Exercise text:
What's in a Name? llllllll

Two images of the HSUS come to mind.

One, on television an actress asks for donations while photographs of abused and pathetic looking dogs are shown in the background.

Two, on an Animal Planet episode the ending narration notes how the HSUS helped rescue the abused dogs and then turned them over to local rescue groups.

That's the real HSUS. A group that is top notch at raising funds but contrary to what most people think, not so great at taking care of dogs.

Yes, it may help rescue/raid puppy mills but the day-to-day care of puppies and dogs is left to other groups, and don't expect any financial help from HSUS.

Here's how the HSUS website tries to spin its relationship:

For more than a half century, The HSUS has stood as the nation's most important advocate for local humane societies.

By long-standing tradition, local humane societies remain independent entities, each with its own policies, governance, and priorities.

What this means is that HSUS doesn't fund any local humane societies and may even charge them for services.

[If you don't believe me, stop reading and call your local Humane Society. Ask the manager how much money they get from HSUS each year. When you find out the answer is nothing, resume reading.

Input data:
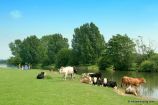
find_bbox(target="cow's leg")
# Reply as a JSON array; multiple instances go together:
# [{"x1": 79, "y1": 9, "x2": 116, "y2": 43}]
[{"x1": 121, "y1": 82, "x2": 123, "y2": 87}]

Work task:
In the text about the HSUS, what does the Animal Planet ending narration say happened to the abused dogs after the HSUS helped rescue them?

Your response:
The HSUS turned them over to local rescue groups.